**Try it**
The data should be printed in full, character for character.

Items from a dataset:
++++++++++

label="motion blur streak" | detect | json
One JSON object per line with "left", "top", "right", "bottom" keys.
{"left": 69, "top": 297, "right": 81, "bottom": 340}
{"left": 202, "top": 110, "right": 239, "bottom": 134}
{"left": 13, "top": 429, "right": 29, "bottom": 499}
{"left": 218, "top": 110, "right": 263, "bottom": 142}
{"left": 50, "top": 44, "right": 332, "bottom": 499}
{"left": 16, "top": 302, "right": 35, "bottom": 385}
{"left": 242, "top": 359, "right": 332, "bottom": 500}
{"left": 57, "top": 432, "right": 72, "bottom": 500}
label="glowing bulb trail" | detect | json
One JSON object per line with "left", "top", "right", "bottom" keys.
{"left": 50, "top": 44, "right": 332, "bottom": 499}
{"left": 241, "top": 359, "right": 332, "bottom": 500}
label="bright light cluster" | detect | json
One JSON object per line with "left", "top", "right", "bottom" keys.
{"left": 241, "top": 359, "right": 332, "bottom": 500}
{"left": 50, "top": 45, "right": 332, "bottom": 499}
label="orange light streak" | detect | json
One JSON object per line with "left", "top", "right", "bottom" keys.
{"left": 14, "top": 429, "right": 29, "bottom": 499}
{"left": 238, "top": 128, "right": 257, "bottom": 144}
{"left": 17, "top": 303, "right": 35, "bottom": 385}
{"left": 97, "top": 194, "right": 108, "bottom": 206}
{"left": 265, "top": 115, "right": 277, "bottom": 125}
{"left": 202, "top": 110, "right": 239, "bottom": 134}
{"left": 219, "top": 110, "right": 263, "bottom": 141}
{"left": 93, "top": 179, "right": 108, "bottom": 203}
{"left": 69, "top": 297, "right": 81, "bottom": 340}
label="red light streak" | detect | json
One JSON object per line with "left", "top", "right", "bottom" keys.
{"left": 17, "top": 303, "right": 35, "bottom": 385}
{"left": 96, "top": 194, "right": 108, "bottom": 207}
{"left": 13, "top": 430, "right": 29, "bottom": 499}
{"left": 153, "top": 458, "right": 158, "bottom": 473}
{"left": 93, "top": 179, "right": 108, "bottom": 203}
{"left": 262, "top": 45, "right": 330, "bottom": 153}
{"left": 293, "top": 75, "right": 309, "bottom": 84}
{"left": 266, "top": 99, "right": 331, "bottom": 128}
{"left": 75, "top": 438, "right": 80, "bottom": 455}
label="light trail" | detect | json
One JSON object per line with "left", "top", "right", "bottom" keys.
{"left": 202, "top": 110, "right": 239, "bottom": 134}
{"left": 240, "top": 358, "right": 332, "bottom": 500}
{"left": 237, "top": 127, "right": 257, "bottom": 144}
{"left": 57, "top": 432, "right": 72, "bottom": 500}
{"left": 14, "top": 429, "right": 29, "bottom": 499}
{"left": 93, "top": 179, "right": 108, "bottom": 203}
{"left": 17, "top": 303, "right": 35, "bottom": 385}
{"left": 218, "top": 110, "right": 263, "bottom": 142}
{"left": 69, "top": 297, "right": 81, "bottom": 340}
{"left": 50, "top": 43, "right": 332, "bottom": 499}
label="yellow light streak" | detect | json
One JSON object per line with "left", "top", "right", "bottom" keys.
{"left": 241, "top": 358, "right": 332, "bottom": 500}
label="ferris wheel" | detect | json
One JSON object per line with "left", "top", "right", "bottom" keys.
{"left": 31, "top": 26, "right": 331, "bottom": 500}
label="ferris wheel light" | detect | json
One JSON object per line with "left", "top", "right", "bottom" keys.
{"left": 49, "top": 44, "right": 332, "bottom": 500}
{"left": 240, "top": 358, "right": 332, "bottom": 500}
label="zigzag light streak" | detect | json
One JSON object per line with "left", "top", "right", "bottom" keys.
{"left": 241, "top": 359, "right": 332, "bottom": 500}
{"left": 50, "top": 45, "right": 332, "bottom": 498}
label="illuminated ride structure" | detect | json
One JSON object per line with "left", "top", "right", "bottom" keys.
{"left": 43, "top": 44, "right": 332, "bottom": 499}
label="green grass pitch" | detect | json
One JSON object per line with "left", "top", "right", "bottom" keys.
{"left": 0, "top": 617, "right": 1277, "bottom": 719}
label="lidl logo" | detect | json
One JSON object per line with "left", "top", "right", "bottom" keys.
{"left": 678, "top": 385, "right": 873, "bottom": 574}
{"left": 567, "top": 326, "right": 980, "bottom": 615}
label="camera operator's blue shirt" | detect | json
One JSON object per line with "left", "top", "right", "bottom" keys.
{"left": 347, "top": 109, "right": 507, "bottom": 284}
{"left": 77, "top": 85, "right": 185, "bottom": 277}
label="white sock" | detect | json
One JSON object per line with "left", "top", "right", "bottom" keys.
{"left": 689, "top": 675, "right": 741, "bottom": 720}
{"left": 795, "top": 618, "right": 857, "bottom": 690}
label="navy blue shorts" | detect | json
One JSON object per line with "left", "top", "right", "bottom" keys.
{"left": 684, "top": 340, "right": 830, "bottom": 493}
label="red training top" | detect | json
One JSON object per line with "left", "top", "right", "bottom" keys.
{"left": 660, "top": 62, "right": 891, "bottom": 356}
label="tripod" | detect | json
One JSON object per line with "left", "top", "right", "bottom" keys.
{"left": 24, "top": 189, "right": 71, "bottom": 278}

++++++++++

**Problem solution**
label="motion blur streak" | detect | json
One JSON object per line with "left", "top", "right", "bottom" keys.
{"left": 69, "top": 297, "right": 81, "bottom": 340}
{"left": 202, "top": 110, "right": 239, "bottom": 134}
{"left": 13, "top": 429, "right": 29, "bottom": 499}
{"left": 218, "top": 110, "right": 263, "bottom": 142}
{"left": 50, "top": 44, "right": 332, "bottom": 499}
{"left": 16, "top": 302, "right": 35, "bottom": 385}
{"left": 242, "top": 359, "right": 332, "bottom": 500}
{"left": 57, "top": 432, "right": 72, "bottom": 500}
label="glowing bulb trail" | detect | json
One JSON object per line with "left", "top", "right", "bottom" keys.
{"left": 50, "top": 44, "right": 332, "bottom": 499}
{"left": 241, "top": 359, "right": 332, "bottom": 500}
label="bright light cluster" | detect | json
One JSON object per line with "left", "top", "right", "bottom" keys.
{"left": 241, "top": 359, "right": 332, "bottom": 500}
{"left": 50, "top": 45, "right": 332, "bottom": 499}
label="orange light streak" | detect | json
One JSON object per line with "left", "top", "right", "bottom" keys.
{"left": 14, "top": 429, "right": 29, "bottom": 499}
{"left": 238, "top": 128, "right": 257, "bottom": 144}
{"left": 17, "top": 303, "right": 35, "bottom": 385}
{"left": 97, "top": 194, "right": 108, "bottom": 206}
{"left": 265, "top": 115, "right": 277, "bottom": 125}
{"left": 202, "top": 110, "right": 239, "bottom": 134}
{"left": 219, "top": 110, "right": 263, "bottom": 141}
{"left": 93, "top": 179, "right": 108, "bottom": 203}
{"left": 69, "top": 297, "right": 81, "bottom": 340}
label="red light streak" | detect | json
One JSON object per line with "left", "top", "right", "bottom" keys.
{"left": 17, "top": 303, "right": 35, "bottom": 385}
{"left": 96, "top": 194, "right": 108, "bottom": 207}
{"left": 13, "top": 430, "right": 29, "bottom": 499}
{"left": 153, "top": 458, "right": 158, "bottom": 473}
{"left": 93, "top": 179, "right": 108, "bottom": 203}
{"left": 262, "top": 45, "right": 330, "bottom": 153}
{"left": 293, "top": 75, "right": 309, "bottom": 84}
{"left": 266, "top": 99, "right": 331, "bottom": 128}
{"left": 75, "top": 438, "right": 80, "bottom": 455}
label="light trail" | detect | json
One JSON object per line with "left", "top", "right", "bottom" keys.
{"left": 202, "top": 110, "right": 239, "bottom": 134}
{"left": 240, "top": 358, "right": 332, "bottom": 500}
{"left": 237, "top": 127, "right": 257, "bottom": 144}
{"left": 57, "top": 432, "right": 72, "bottom": 500}
{"left": 14, "top": 429, "right": 29, "bottom": 499}
{"left": 93, "top": 179, "right": 108, "bottom": 203}
{"left": 17, "top": 303, "right": 35, "bottom": 385}
{"left": 218, "top": 110, "right": 263, "bottom": 142}
{"left": 69, "top": 297, "right": 81, "bottom": 340}
{"left": 50, "top": 43, "right": 332, "bottom": 499}
label="yellow light streak" | detect | json
One JSON object per line with "left", "top", "right", "bottom" keys.
{"left": 241, "top": 358, "right": 332, "bottom": 500}
label="ferris wheel" | detect | json
One JSON object per line with "left", "top", "right", "bottom" keys.
{"left": 31, "top": 26, "right": 331, "bottom": 500}
label="ferris wheel light" | detect | json
One JSON object per line with "left", "top", "right", "bottom" keys.
{"left": 49, "top": 44, "right": 332, "bottom": 500}
{"left": 240, "top": 358, "right": 332, "bottom": 500}
label="zigzag light streak" | detect | json
One JSON object per line with "left", "top", "right", "bottom" keys.
{"left": 241, "top": 359, "right": 332, "bottom": 500}
{"left": 50, "top": 45, "right": 332, "bottom": 498}
label="illuminated ride structure" | detect | json
One JSON object per line with "left", "top", "right", "bottom" keys.
{"left": 43, "top": 44, "right": 332, "bottom": 499}
label="green grass pitch" | detect | json
One JSON object per line with "left", "top", "right", "bottom" keys.
{"left": 0, "top": 617, "right": 1277, "bottom": 719}
label="lidl logo" | detect | json
One JSON object per line with "left", "top", "right", "bottom" keys.
{"left": 678, "top": 385, "right": 873, "bottom": 574}
{"left": 567, "top": 326, "right": 980, "bottom": 615}
label="camera operator's blue shirt" | detect | json
One JSON object per line with "left", "top", "right", "bottom" keys.
{"left": 347, "top": 109, "right": 507, "bottom": 284}
{"left": 77, "top": 85, "right": 185, "bottom": 277}
label="white sock" | detect | json
One JSON object per line with "left", "top", "right", "bottom" keys.
{"left": 689, "top": 675, "right": 741, "bottom": 720}
{"left": 795, "top": 618, "right": 857, "bottom": 690}
label="navy blue shorts" | detect | json
One JSON object per line with "left", "top", "right", "bottom" keys.
{"left": 684, "top": 340, "right": 830, "bottom": 493}
label="red training top" | detect | json
One JSON object per line with "left", "top", "right", "bottom" keys.
{"left": 660, "top": 62, "right": 891, "bottom": 356}
label="tripod" | detect | json
One JSON object per line with "left", "top", "right", "bottom" keys.
{"left": 24, "top": 189, "right": 71, "bottom": 278}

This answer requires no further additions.